→ WRITTEN INSTRUCTION
Could you put every line below into a JSON list of strings, one string per line, skipping the blank lines and leaving out the picture?

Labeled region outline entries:
━━━━━━━━━━━━━━━━
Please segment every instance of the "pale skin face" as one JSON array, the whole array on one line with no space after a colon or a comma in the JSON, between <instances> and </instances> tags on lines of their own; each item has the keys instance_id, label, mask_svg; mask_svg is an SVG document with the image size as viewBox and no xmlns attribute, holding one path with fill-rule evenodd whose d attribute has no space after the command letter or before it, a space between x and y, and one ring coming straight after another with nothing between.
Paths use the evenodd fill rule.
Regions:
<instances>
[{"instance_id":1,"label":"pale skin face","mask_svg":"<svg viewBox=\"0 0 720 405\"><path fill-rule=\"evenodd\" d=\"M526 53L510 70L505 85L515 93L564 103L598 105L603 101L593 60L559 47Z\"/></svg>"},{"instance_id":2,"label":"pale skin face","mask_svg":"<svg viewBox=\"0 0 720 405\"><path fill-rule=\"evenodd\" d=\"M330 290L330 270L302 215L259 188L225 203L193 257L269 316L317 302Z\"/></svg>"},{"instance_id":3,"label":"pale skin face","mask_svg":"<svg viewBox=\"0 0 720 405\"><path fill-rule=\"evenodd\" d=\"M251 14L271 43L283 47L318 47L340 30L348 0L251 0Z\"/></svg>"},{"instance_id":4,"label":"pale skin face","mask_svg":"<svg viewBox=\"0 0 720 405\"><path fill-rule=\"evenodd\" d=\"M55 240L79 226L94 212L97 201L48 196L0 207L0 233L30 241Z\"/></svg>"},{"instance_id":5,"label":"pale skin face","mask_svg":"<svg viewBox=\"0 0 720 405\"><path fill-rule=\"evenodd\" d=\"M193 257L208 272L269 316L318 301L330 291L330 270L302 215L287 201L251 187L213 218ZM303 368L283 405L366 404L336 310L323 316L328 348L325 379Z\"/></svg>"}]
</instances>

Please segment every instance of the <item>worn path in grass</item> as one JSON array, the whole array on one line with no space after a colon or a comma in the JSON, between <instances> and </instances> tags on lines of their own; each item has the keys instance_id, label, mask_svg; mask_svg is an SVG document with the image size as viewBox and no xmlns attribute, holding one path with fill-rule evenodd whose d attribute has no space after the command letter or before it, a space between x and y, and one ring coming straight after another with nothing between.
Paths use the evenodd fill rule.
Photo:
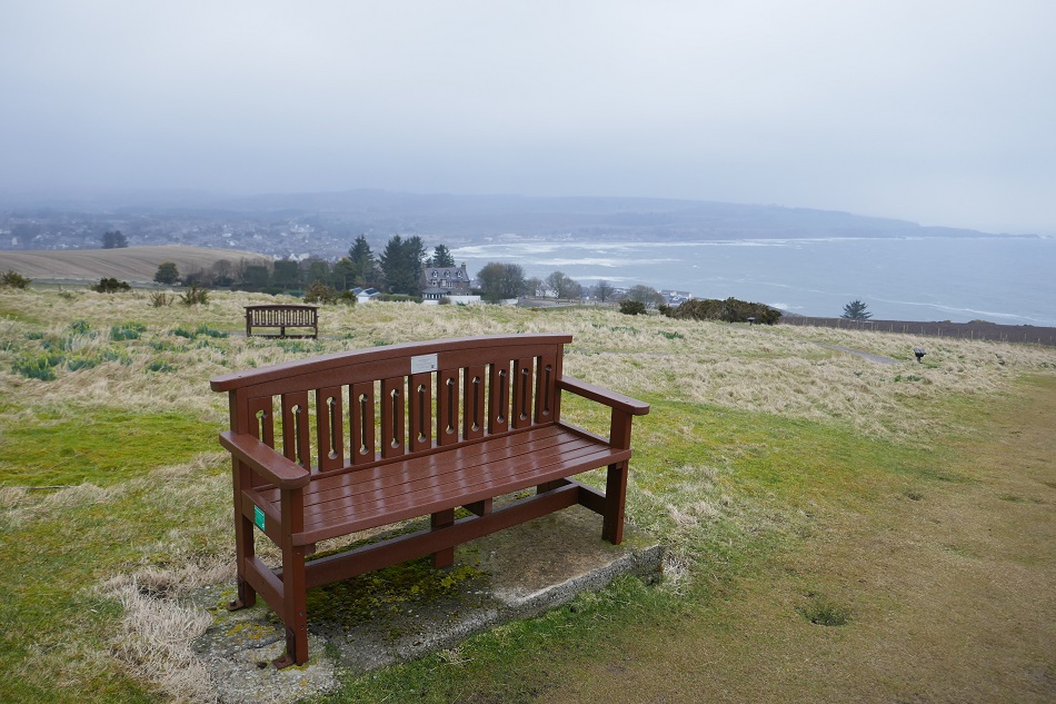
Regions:
<instances>
[{"instance_id":1,"label":"worn path in grass","mask_svg":"<svg viewBox=\"0 0 1056 704\"><path fill-rule=\"evenodd\" d=\"M714 608L544 700L1056 701L1056 379L979 413L936 480L833 512Z\"/></svg>"}]
</instances>

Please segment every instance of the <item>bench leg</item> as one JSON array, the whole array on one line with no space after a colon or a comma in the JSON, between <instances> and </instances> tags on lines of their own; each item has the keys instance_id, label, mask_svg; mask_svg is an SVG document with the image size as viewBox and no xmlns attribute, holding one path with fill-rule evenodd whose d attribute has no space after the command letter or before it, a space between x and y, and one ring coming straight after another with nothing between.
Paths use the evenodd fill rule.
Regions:
<instances>
[{"instance_id":1,"label":"bench leg","mask_svg":"<svg viewBox=\"0 0 1056 704\"><path fill-rule=\"evenodd\" d=\"M238 595L235 601L228 604L228 611L237 611L257 603L257 589L255 589L246 579L242 578L242 565L246 561L252 559L256 554L253 547L253 524L235 508L235 559L238 569Z\"/></svg>"},{"instance_id":2,"label":"bench leg","mask_svg":"<svg viewBox=\"0 0 1056 704\"><path fill-rule=\"evenodd\" d=\"M627 498L627 463L609 465L605 479L605 515L601 537L612 545L624 542L624 502Z\"/></svg>"},{"instance_id":3,"label":"bench leg","mask_svg":"<svg viewBox=\"0 0 1056 704\"><path fill-rule=\"evenodd\" d=\"M308 595L305 584L305 547L282 551L282 611L286 654L271 662L277 670L308 662Z\"/></svg>"},{"instance_id":4,"label":"bench leg","mask_svg":"<svg viewBox=\"0 0 1056 704\"><path fill-rule=\"evenodd\" d=\"M448 508L432 514L432 529L446 528L455 525L455 509ZM432 554L432 566L435 568L449 567L455 563L455 548L446 547L442 551Z\"/></svg>"}]
</instances>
━━━━━━━━━━━━━━━━
→ EXERCISE OUTPUT
[
  "Please segment every instance of the \"pale skin face\" as one JSON array, the whole array on one line with no space after a colon or a comma in the JSON, between <instances> and </instances> tags on lines of their own; each item has the keys instance_id, label, mask_svg; mask_svg is an SVG document with the image size as viewBox and no xmlns attribute, holding one path with fill-rule evenodd whose d attribute has no space after the command letter or before it, a space between x and y, and one ring coming straight after another with nothing between.",
  "Paths use the evenodd fill rule.",
  "Regions:",
  "<instances>",
  "[{\"instance_id\":1,\"label\":\"pale skin face\",\"mask_svg\":\"<svg viewBox=\\\"0 0 720 405\\\"><path fill-rule=\\\"evenodd\\\" d=\\\"M526 53L510 70L505 85L515 93L564 103L598 105L603 101L593 60L559 47Z\\\"/></svg>\"},{\"instance_id\":2,\"label\":\"pale skin face\",\"mask_svg\":\"<svg viewBox=\\\"0 0 720 405\\\"><path fill-rule=\\\"evenodd\\\" d=\\\"M330 290L330 270L302 215L259 188L225 203L193 257L269 316L317 302Z\\\"/></svg>\"},{\"instance_id\":3,\"label\":\"pale skin face\",\"mask_svg\":\"<svg viewBox=\\\"0 0 720 405\\\"><path fill-rule=\\\"evenodd\\\" d=\\\"M251 14L271 43L283 47L318 47L340 30L348 0L251 0Z\\\"/></svg>\"},{\"instance_id\":4,\"label\":\"pale skin face\",\"mask_svg\":\"<svg viewBox=\\\"0 0 720 405\\\"><path fill-rule=\\\"evenodd\\\" d=\\\"M55 240L79 226L94 212L97 201L48 196L0 207L0 233L30 241Z\\\"/></svg>\"},{\"instance_id\":5,\"label\":\"pale skin face\",\"mask_svg\":\"<svg viewBox=\\\"0 0 720 405\\\"><path fill-rule=\\\"evenodd\\\" d=\\\"M193 257L208 272L269 316L318 301L330 291L330 270L302 215L287 201L251 187L213 218ZM303 368L283 405L366 404L336 310L323 316L328 348L325 379Z\\\"/></svg>\"}]",
  "</instances>",
  "Please segment every instance of the <item>worn path in grass</item> as one JSON array, the whole array on one line with no space after a colon or a comma in the JSON, between <instances> and </instances> tags on lines of their own; each item has the keys instance_id, label, mask_svg; mask_svg is an SVG document with the image size as viewBox and no xmlns attribute, holding one path with fill-rule evenodd whose d attribute has no space after the command letter or before it, a space between x and y, and one ring coming straight after another with nothing between.",
  "Paths use the evenodd fill rule.",
  "Photo:",
  "Regions:",
  "<instances>",
  "[{\"instance_id\":1,\"label\":\"worn path in grass\",\"mask_svg\":\"<svg viewBox=\\\"0 0 1056 704\\\"><path fill-rule=\\\"evenodd\\\" d=\\\"M714 608L544 700L1056 701L1056 379L979 413L936 480L833 512Z\\\"/></svg>\"}]",
  "</instances>",
  "Please segment every instance of the <item>bench leg</item> as one JSON array, the whole array on one line with no space after a colon or a comma in the JSON, between <instances> and </instances> tags on lines of their own; each item has the keys instance_id, label, mask_svg; mask_svg is an SVG document with the image size as viewBox and no xmlns attribute, holding one path with fill-rule evenodd whose d attribute has no space after the command letter or before it, a space between x and y, and one ring coming straight after another with nothing between.",
  "Paths use the evenodd fill rule.",
  "Regions:",
  "<instances>",
  "[{\"instance_id\":1,\"label\":\"bench leg\",\"mask_svg\":\"<svg viewBox=\\\"0 0 1056 704\\\"><path fill-rule=\\\"evenodd\\\" d=\\\"M238 595L235 601L228 604L228 611L237 611L257 603L257 589L255 589L246 579L242 578L242 565L246 561L252 559L256 554L253 547L253 524L235 508L235 559L238 569Z\\\"/></svg>\"},{\"instance_id\":2,\"label\":\"bench leg\",\"mask_svg\":\"<svg viewBox=\\\"0 0 1056 704\\\"><path fill-rule=\\\"evenodd\\\" d=\\\"M627 498L627 463L609 465L605 479L605 515L601 537L612 545L624 542L624 502Z\\\"/></svg>\"},{\"instance_id\":3,\"label\":\"bench leg\",\"mask_svg\":\"<svg viewBox=\\\"0 0 1056 704\\\"><path fill-rule=\\\"evenodd\\\" d=\\\"M308 595L305 584L305 547L282 551L282 611L286 654L271 662L277 670L308 662Z\\\"/></svg>\"},{\"instance_id\":4,\"label\":\"bench leg\",\"mask_svg\":\"<svg viewBox=\\\"0 0 1056 704\\\"><path fill-rule=\\\"evenodd\\\" d=\\\"M448 508L432 514L432 529L446 528L455 525L455 509ZM432 554L432 566L435 568L449 567L455 563L455 548L446 547L442 551Z\\\"/></svg>\"}]",
  "</instances>"
]